- _THE TASK_
For this exercise, copy each line of the records that contains the word "aircraft".

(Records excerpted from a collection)
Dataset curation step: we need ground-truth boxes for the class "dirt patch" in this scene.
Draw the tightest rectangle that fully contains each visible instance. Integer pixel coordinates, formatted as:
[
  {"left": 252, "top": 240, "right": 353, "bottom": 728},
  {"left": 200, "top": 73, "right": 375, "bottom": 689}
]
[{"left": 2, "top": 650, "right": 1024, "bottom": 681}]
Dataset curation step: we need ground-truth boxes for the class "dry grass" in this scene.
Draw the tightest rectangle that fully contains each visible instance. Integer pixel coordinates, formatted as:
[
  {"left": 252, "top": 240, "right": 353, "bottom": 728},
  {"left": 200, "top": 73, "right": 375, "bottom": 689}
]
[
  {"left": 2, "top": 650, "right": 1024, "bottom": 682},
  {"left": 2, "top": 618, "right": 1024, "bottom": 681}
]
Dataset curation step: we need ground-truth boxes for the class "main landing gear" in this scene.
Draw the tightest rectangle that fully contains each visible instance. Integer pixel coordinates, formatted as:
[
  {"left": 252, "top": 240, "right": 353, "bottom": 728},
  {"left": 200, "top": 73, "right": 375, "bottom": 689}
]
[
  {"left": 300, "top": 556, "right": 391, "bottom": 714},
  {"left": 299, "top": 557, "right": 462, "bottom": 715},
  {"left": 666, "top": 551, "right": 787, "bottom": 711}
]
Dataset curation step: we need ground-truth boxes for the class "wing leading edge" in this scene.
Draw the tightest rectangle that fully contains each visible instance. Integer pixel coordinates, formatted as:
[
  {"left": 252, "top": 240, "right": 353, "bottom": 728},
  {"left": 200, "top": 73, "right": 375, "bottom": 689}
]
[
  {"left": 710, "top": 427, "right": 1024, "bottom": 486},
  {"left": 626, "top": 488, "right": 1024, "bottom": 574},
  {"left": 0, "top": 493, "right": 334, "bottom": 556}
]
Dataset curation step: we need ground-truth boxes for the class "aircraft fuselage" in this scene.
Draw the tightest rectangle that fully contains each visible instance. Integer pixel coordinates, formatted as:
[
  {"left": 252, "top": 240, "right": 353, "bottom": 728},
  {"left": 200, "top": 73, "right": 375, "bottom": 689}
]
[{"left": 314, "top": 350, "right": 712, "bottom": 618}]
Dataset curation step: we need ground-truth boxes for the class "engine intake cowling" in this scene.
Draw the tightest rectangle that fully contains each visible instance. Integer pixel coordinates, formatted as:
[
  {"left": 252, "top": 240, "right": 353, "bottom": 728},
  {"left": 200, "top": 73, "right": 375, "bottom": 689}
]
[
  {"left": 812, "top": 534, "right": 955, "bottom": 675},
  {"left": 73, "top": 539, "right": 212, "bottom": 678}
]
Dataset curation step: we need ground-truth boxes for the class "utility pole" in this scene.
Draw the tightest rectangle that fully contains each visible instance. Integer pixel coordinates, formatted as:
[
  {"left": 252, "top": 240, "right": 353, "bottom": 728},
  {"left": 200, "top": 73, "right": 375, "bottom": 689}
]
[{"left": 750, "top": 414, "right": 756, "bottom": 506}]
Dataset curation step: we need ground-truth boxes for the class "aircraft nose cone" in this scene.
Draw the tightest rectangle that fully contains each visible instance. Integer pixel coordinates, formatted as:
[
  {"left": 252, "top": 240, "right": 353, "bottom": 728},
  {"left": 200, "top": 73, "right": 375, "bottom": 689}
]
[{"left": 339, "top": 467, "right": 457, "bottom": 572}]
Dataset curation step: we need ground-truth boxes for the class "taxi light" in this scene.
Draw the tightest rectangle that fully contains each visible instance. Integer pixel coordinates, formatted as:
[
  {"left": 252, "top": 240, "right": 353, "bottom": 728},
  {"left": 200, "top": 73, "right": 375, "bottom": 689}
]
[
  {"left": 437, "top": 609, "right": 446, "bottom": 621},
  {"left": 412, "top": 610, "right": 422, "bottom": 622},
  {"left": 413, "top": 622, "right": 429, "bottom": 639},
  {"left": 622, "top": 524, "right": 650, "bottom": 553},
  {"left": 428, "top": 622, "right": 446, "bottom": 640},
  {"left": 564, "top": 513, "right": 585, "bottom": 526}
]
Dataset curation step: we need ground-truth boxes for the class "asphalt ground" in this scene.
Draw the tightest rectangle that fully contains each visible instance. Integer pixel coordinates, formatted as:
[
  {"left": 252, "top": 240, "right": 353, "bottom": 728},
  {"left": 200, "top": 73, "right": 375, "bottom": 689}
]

- _COMPLETED EXERCISE_
Dataset curation step: we need ground-truth boxes for the class "aircraft fuselage" in this scene.
Dataset curation step: we need ground-truth boxes for the class "aircraft nose cone" in this scene.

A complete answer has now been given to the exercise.